Gerd-Peter Eigner: Mammut
Konstantin Ames
«Dampf- und Rauchduftverquickungshütte» («elmsfeuersatt»).
Gerd-Peter Eigners poetischer Erstling «MAMMUT», und was sonst noch
nicht ausgestorben ist
Mit «MAMMUT» legt der bisher vorwiegend als Romancier in Erscheinung getretene Gerd-Peter Eigner, der (traut man dem Klappentext) auf nicht weniger als sechs «Hauptwerke» verweisen kann, seinen ersten Gedichtband vor, was eine Untertreibung ist: Eigners poetisches Debüt hat Romandicke. Vielleicht ist das eine Berufskrankheit des Romanciers. Die Wertung eines solchen voluminösen Werks richtet sich danach, ob man einen einzigen verpfuschten Vers mit dem Scheitern des gesamten Werks in eins fallen lässt: Eine vitalistische Literaturauffassung würde so rigoros verfahren.
Die Abschnitte des Buchs, in denen Eigner mit dem Konzept des poète maudit kokettiert («eine 0,66-lt.-Flasche Nastro Azzurro und dann//Nochmal dasselbe im Antico Grottino»), das für gut ein Drittel der Texte eine Klammer bildet, sind nicht unzeitgemäß, sondern schlechthin ein aufgegossenes Parlando («Villon Villon/Du bist mein Mann/selbst wenn mir aus dem Stegreif keine Zeile kommt/Du bleibst mein Mann»). Der Literaturaktivist Sean Bonney hat in seinem «Letter on Poetics» (die dt. Übersetzung als «Rimbaudbrief» wurde in Nummer 79 der Zeitschrift «Schreibheft» publiziert) mit Blick auf die «Verklärung des Scheiterns» von «beschissenem Konformitätszeugs» gesprochenen (S. 142). Es gibt interes-sante argumentative Parallelen zwischen Bonney und Eigner, vor allem hinsichtlich des Umstands, wie Biographie als Legitimation herangezogen wird, so und nur so sprechen zu können, was dann, in einer expliziten und markigen Wortwahl dargeboten, in Richtung Tirade oder Trotzigkeit abbiegt.

DATENSÄTZE ->
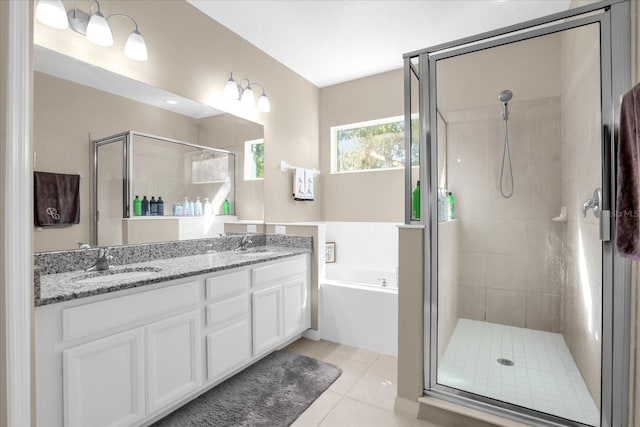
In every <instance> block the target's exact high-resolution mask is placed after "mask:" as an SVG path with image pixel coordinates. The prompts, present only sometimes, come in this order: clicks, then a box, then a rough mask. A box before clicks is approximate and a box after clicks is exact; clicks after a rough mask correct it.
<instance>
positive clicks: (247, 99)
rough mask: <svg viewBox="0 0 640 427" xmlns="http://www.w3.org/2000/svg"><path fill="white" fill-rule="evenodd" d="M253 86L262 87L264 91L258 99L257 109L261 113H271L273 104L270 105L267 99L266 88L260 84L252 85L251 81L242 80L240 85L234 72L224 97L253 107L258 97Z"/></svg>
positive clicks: (254, 84) (227, 81)
mask: <svg viewBox="0 0 640 427" xmlns="http://www.w3.org/2000/svg"><path fill="white" fill-rule="evenodd" d="M251 86H260V89H262V95H260V97H259V98H258V103H257V104H256V108H257V110H258V111H260V112H261V113H268V112H269V111H271V104H270V103H269V98H267V94H266V93H265V90H264V86H262V85H261V84H260V83H255V82H254V83H252V82H250V81H249V79H246V78H245V79H242V80H240V82H239V83H236V81H235V80H234V79H233V72H232V73H231V76H229V80H227V84H226V85H225V87H224V97H225V98H227V99H228V100H230V101H240V103H241V104H242V105H243V106H247V107H251V106H253V105H254V104H255V102H256V96H255V94H254V93H253V89H252V88H251Z"/></svg>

ARBEITSAUFTRÄGE ->
1 – Beantworte zur Rezension von Eigners «MAMMUT» folgende Fragen:
(a) Als was ist Gerd-Peter Eigner bisher vorwiegend in Erscheinung getreten?
(b) Auf wie viele «Hauptwerke» kann Eigner laut Klappentext verweisen?
(c) In welcher Nummer welcher Zeitschrift wurde die deutsche Übersetzung von Sean Bonneys «Letter on Poetics» veröffentlicht?
2 – Führe die Rezension von Eigners «MAMMUT» im Anschluss an ihren letzten Satz weiter.

LÖSUNGEN JE AUFGABE ->
1 –
(a) Als Romancier.
(b) Auf sechs.
(c) In Nummer 79 der Zeitschrift «Schreibheft».

2 –
In einem Eigner-Gedicht mit dem Titel «Jugend» liest man: «Wie könnte er das […] jemandem/der es nicht kennt/plausibel/zumindest halbwegs plausibel/erklären.» Bei einer reinen Verweigerung belässt es Eigner indes nicht.
Gerade das zweite Kapitel (lakonisch «Ach» betitelt) und das letzte («Sitzen und Liegen») brechen mit der heute verbreiteten furztrockenen Art poetischer Rede bzw. ihrer elitären Schwundform von heute, der Lyrik. Es wird in besagten Kapiteln erst gar nicht versucht, einen hohen Ton zu treffen. «MAMMUT» veranschaulicht, welche Anknüpfungspunkte eine spezifische Traditionslinie komischer Poesie (Busch-Kästner-Rühmkorf) noch immer bietet. Gerd-Peter Eigner ist unbedingt ein Satiriker und zeigt sich als begnadet fieser Reisender von großer Verletzlichkeit. Seine Verse sind selten mittelmäßig. Sie sind ganz und gar, ganz und gar schlecht oder saugut; Flausen im Kopf sympathischer rüberzubringen als er, das dürfte schwierig werden.
Sichel
Die Sichel des Mondes
in der Hand des Schnitters
trennt dem Träumer
selbst wenn sie nachwachsen
immer wieder
verläßlich die Locken
vom Kopf
Wo Eigner allerdings poetologisch wird, da poltert er wie der sprichwörtliche Dickhäuter im Porzellanladen («Ich/Dichtmaschine/Kurbel am Hals/Durchlauferhitzer/und Schmerzens-gewinde»). Von Fell, Archaik und dem spezifischen Charme der Stoffeligkeit, etwa eines Robert Walser oder eines Bartelby (beide werden als Gewährsleute präsentiert), findet sich jedenfalls kein Gran. In den schlechtesten Versen ist Eigner der narzisstischen Brachialtwitteratur näher, als ihm lieb sein wird («Unausweichlich unumgänglich/Schrift und Zeichen/Satzbau und Grammatik/Rettung und Vernichtung zugleich» heißt es in einem eiskalt mit «Schreiben» betitelten Sammelsurium). Es ist hier eine Selbstimmunisierung der eingearbeiteten Biographiepartikel zu beobachten, die auch gelegentliche Ausreißer Richtung Seelenstriptease nicht verschmäht («Du meine Tochter/die sich mir hart entzieht/wisse ich bin und bleibe/Dein Vater»). Im Ganzen trägt diese umfangreiche Gedichtsammlung ein Antagonismus, der bereits im zweiten Gedicht des ersten Kapitels angelegt ist («Ich will zur Schule gehen/ […] Ich will nicht zur Schule gehen»).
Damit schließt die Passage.